**DATASET ENTRIES**
[start]

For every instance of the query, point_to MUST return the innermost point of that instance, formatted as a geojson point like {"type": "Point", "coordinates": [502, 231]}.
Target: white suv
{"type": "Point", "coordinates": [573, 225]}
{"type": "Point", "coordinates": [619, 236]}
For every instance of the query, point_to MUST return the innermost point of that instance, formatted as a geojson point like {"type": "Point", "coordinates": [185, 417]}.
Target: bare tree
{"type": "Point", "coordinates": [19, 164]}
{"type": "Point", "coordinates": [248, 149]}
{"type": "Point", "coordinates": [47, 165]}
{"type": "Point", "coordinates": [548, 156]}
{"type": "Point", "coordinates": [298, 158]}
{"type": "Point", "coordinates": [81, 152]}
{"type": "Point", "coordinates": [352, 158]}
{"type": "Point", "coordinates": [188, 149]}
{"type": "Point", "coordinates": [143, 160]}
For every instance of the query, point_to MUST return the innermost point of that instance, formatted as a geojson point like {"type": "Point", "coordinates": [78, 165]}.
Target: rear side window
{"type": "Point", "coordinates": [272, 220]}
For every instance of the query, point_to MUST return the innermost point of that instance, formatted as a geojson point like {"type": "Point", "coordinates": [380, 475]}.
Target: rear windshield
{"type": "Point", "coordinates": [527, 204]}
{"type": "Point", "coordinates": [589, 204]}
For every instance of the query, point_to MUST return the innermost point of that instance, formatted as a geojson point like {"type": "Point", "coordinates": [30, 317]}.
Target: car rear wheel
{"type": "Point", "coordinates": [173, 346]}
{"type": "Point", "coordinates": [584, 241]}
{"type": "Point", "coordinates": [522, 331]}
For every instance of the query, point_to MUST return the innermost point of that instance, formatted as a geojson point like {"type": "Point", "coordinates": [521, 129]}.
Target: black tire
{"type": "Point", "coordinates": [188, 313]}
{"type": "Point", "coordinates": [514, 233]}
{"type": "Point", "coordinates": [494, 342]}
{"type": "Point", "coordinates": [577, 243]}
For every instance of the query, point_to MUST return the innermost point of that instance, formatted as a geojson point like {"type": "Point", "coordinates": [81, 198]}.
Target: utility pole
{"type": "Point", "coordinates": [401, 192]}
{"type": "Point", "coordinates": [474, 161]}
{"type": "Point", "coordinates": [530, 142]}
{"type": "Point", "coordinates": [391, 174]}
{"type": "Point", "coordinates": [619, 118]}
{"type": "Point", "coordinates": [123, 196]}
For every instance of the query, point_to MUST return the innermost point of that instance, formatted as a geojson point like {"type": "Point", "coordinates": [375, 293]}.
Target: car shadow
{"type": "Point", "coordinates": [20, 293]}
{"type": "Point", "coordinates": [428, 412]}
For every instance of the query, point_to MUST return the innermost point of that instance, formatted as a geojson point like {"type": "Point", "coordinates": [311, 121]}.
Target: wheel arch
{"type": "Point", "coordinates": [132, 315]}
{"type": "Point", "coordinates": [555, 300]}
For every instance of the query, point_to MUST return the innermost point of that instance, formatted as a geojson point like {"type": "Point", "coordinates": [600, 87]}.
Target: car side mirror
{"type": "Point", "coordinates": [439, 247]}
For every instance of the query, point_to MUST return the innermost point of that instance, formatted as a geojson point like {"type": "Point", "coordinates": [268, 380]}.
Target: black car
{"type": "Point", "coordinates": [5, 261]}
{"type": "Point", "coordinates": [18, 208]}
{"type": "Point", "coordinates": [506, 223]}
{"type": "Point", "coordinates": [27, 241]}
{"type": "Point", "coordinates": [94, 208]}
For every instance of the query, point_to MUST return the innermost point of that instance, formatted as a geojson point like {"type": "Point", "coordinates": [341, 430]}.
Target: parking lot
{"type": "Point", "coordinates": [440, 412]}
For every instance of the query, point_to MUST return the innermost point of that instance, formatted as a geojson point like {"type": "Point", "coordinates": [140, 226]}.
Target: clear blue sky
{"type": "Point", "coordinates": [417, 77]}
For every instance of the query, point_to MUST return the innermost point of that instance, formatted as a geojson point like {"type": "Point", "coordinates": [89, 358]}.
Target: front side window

[end]

**WORK REQUIRED**
Set down the listing above in full, please, exactly as it appears.

**RIGHT ANSWER**
For every instance of the query, point_to MUST return the innermost point of that instance, formatted as a geojson point like {"type": "Point", "coordinates": [502, 231]}.
Target: white suv
{"type": "Point", "coordinates": [573, 225]}
{"type": "Point", "coordinates": [619, 236]}
For every instance of the query, point_to MUST return the innermost point of that instance, formatted as a geojson point like {"type": "Point", "coordinates": [185, 417]}.
Target: bare tree
{"type": "Point", "coordinates": [19, 164]}
{"type": "Point", "coordinates": [248, 149]}
{"type": "Point", "coordinates": [47, 165]}
{"type": "Point", "coordinates": [548, 156]}
{"type": "Point", "coordinates": [298, 158]}
{"type": "Point", "coordinates": [81, 152]}
{"type": "Point", "coordinates": [352, 158]}
{"type": "Point", "coordinates": [188, 149]}
{"type": "Point", "coordinates": [143, 160]}
For every instance of the query, point_to MUST return the innermost point of that instance, formatted as a geojson point like {"type": "Point", "coordinates": [78, 165]}.
Target: rear side window
{"type": "Point", "coordinates": [272, 220]}
For every instance of the query, point_to MUST return the innermost point of that instance, formatted as a geojson point like {"type": "Point", "coordinates": [380, 475]}.
Target: rear windshield
{"type": "Point", "coordinates": [527, 204]}
{"type": "Point", "coordinates": [589, 204]}
For every instance of the query, point_to MUST return the innermost point of that instance, formatted as a geojson point like {"type": "Point", "coordinates": [30, 317]}.
Target: car rear wheel
{"type": "Point", "coordinates": [173, 346]}
{"type": "Point", "coordinates": [584, 241]}
{"type": "Point", "coordinates": [522, 331]}
For every instance of the query, point_to MUST return the innermost point of that instance, formatted as a geojson point like {"type": "Point", "coordinates": [521, 129]}.
Target: black tire
{"type": "Point", "coordinates": [188, 313]}
{"type": "Point", "coordinates": [514, 233]}
{"type": "Point", "coordinates": [494, 342]}
{"type": "Point", "coordinates": [577, 243]}
For every instance of the query, point_to MUST return the innermost point of that instance, formatted as a geojson point like {"type": "Point", "coordinates": [81, 198]}.
Target: utility pole
{"type": "Point", "coordinates": [401, 192]}
{"type": "Point", "coordinates": [474, 161]}
{"type": "Point", "coordinates": [530, 142]}
{"type": "Point", "coordinates": [391, 174]}
{"type": "Point", "coordinates": [619, 118]}
{"type": "Point", "coordinates": [123, 196]}
For every instance of the query, point_to MUST return the innermost point of that instance, formatted as a geojson point like {"type": "Point", "coordinates": [375, 293]}.
Target: car shadow
{"type": "Point", "coordinates": [20, 293]}
{"type": "Point", "coordinates": [428, 412]}
For every instance of the query, point_to MUST return the innermost point of that instance, formatted as a geojson point like {"type": "Point", "coordinates": [311, 121]}.
Target: wheel arch
{"type": "Point", "coordinates": [132, 315]}
{"type": "Point", "coordinates": [555, 300]}
For every instance of the query, point_to MUST return the innermost point of that instance, formatted as a geojson point like {"type": "Point", "coordinates": [600, 87]}.
Target: car side mirror
{"type": "Point", "coordinates": [439, 247]}
For every instance of the query, point_to MUST return the innermost point of that instance, formatted as a geojson point like {"type": "Point", "coordinates": [268, 380]}.
Target: black car
{"type": "Point", "coordinates": [5, 261]}
{"type": "Point", "coordinates": [18, 208]}
{"type": "Point", "coordinates": [506, 223]}
{"type": "Point", "coordinates": [27, 241]}
{"type": "Point", "coordinates": [94, 208]}
For every instance of the query, point_to MUST return the innermost point of that instance, formatted as a geojson point like {"type": "Point", "coordinates": [341, 430]}.
Target: parking lot
{"type": "Point", "coordinates": [440, 412]}
For every instance of the query, point_to MUST return the innermost point of that instance, formatted as a geojson point like {"type": "Point", "coordinates": [140, 226]}.
Target: clear blue sky
{"type": "Point", "coordinates": [417, 77]}
For every instance of the query, point_to MUST return the innermost point of that instance, formatted as a geojson point like {"type": "Point", "coordinates": [89, 358]}.
Target: front side window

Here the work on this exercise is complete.